Directions for this task ::
Reproduce word for word the lines from the one containing "find the calm harbor water" through the last line of the rows, including both ends.
** start **
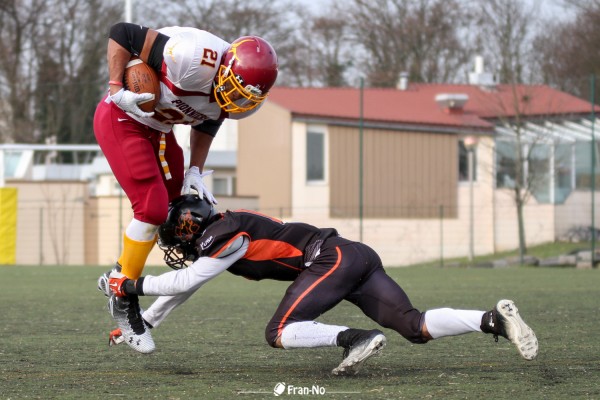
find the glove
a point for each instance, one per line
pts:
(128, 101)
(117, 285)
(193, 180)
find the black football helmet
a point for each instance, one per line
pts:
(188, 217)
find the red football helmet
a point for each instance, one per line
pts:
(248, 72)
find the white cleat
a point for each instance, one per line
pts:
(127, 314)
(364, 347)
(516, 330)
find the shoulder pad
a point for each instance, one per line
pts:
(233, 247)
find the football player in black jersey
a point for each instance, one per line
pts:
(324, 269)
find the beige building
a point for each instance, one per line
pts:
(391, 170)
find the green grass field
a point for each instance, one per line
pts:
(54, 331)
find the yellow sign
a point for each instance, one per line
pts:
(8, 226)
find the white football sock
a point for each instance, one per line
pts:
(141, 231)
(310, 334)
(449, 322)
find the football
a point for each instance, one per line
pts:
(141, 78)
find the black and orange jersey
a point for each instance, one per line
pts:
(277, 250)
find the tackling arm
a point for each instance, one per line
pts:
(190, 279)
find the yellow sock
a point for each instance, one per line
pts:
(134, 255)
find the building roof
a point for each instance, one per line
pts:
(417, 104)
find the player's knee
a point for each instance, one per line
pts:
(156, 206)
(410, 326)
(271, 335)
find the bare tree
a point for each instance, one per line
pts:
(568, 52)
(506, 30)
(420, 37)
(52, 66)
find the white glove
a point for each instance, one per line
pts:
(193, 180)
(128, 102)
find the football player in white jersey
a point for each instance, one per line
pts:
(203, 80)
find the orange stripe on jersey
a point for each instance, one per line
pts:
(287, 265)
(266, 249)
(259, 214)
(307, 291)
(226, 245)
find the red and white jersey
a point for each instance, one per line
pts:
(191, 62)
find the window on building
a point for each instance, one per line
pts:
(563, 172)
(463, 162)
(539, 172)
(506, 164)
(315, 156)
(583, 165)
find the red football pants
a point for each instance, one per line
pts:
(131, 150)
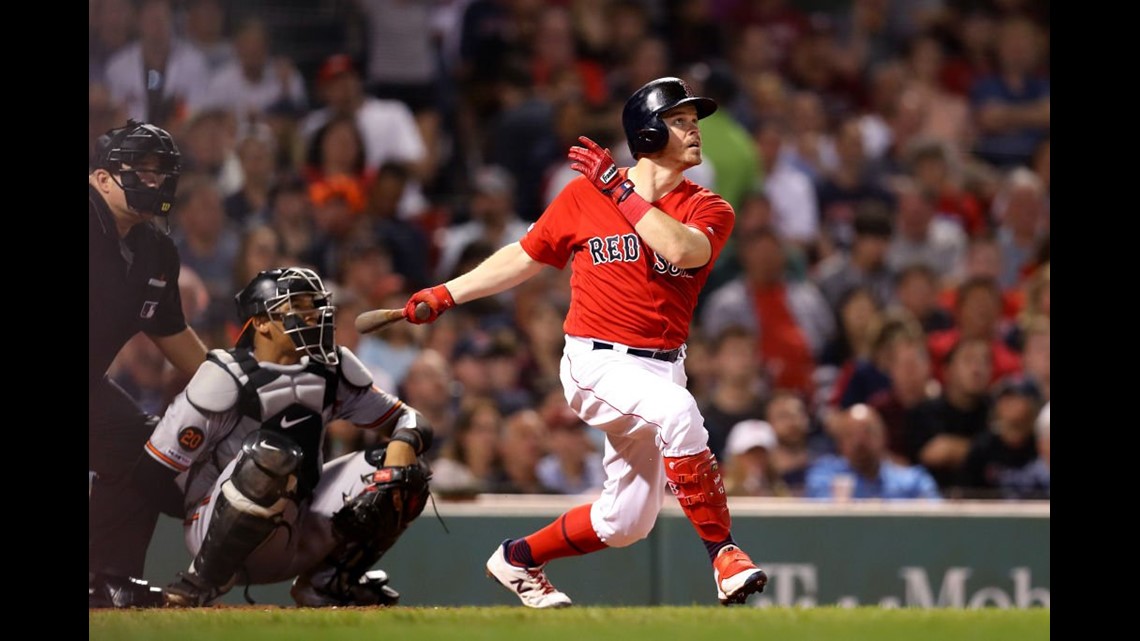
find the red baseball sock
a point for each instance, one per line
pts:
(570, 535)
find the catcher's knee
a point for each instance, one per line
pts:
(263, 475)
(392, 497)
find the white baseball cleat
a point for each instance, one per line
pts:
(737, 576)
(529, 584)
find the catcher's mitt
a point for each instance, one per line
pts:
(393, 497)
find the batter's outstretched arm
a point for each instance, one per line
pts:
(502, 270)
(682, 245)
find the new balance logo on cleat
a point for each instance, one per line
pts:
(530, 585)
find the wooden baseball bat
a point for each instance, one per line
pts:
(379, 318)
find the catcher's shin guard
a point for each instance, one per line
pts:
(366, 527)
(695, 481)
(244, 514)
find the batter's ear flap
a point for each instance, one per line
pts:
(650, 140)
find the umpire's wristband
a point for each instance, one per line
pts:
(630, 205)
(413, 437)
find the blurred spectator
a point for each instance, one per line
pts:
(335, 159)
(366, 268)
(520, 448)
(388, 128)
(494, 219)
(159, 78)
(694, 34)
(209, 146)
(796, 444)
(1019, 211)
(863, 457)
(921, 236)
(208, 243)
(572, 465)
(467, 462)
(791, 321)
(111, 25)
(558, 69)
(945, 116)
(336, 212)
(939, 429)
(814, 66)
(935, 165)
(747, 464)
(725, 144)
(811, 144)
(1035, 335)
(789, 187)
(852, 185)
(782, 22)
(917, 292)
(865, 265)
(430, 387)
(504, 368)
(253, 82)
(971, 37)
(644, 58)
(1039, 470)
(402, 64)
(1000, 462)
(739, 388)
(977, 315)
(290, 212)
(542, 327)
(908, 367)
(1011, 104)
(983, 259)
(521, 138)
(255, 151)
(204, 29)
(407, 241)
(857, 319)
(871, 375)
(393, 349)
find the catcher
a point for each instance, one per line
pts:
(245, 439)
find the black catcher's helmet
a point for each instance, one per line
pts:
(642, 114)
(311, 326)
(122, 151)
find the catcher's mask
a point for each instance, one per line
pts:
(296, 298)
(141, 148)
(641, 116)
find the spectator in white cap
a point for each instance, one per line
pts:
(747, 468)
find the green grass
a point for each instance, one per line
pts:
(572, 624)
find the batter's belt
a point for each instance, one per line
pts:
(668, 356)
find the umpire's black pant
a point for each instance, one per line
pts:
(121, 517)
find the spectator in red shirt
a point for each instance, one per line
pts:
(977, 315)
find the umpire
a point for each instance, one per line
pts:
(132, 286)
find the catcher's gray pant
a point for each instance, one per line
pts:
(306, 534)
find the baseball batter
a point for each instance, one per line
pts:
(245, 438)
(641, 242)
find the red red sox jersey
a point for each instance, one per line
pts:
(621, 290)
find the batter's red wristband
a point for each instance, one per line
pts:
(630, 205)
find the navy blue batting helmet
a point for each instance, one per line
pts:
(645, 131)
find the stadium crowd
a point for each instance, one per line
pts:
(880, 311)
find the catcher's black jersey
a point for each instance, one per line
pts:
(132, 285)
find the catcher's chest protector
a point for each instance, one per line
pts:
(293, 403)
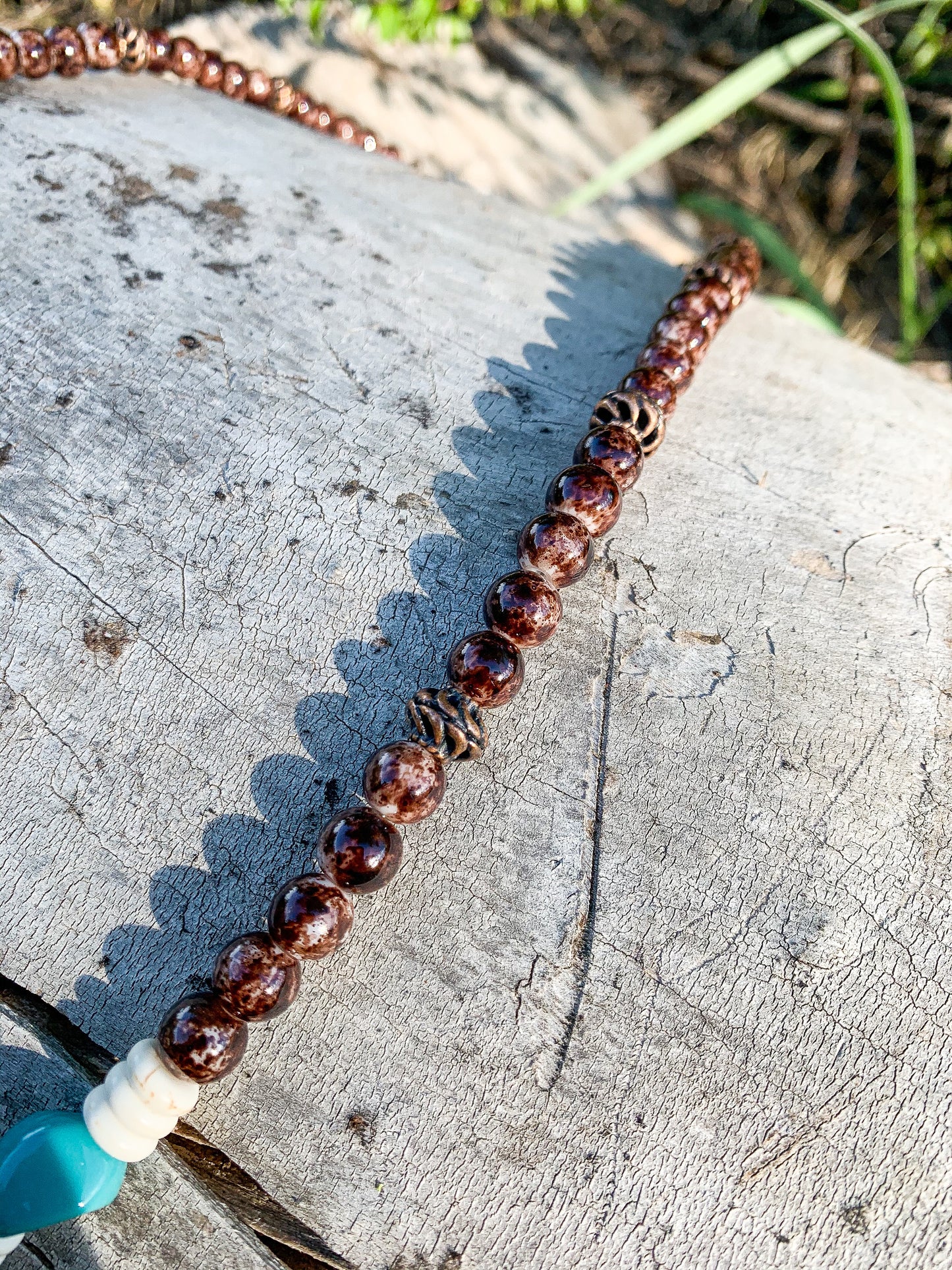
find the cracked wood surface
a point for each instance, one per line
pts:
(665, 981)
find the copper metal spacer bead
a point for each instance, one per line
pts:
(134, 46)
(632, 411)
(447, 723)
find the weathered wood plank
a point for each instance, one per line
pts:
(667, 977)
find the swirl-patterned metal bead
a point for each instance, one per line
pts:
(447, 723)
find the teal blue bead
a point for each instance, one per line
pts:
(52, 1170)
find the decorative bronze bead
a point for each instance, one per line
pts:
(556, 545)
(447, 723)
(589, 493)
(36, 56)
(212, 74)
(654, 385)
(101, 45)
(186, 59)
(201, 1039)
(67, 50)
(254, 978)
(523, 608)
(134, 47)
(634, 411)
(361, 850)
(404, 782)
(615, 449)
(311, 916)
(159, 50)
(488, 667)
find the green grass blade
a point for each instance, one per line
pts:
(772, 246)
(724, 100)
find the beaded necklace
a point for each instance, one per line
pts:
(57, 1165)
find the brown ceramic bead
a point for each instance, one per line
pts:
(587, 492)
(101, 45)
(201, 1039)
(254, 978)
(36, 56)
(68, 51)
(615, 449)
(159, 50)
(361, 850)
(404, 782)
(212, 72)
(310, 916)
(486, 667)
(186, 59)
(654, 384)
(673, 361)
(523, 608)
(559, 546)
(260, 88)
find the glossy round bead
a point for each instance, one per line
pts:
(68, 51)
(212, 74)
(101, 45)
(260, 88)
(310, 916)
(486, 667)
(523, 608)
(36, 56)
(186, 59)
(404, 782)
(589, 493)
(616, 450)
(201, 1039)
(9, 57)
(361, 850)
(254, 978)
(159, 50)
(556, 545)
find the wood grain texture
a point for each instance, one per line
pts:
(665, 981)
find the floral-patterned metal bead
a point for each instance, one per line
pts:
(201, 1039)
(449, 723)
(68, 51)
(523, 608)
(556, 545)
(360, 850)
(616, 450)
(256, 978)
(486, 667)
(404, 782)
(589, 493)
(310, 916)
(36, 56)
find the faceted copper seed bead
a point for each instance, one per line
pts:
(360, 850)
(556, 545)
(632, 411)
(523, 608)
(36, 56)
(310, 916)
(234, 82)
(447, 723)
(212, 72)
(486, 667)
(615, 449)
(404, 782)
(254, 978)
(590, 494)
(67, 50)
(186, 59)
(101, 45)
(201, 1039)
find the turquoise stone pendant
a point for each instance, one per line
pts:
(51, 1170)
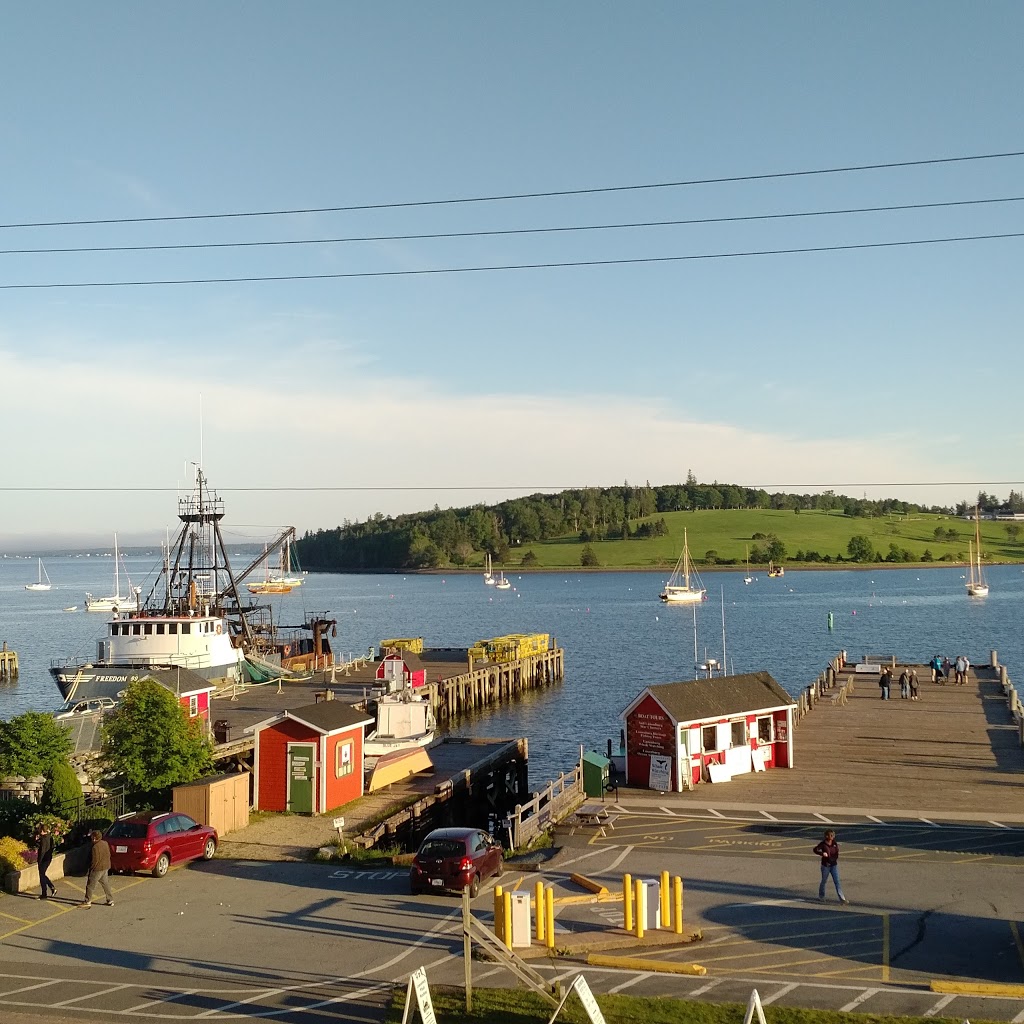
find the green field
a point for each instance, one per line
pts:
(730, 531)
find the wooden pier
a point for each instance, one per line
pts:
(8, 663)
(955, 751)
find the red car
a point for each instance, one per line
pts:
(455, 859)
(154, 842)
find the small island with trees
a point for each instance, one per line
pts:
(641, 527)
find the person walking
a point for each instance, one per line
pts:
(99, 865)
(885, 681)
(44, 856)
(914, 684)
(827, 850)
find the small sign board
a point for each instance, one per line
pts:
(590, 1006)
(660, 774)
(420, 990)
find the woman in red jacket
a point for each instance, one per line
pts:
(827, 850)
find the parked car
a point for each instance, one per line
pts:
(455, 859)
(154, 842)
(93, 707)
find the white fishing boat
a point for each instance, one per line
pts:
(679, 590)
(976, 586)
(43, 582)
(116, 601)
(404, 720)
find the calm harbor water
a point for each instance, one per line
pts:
** end **
Solution to this problem ::
find the calm harbor water
a point for each instance, one per line
pts:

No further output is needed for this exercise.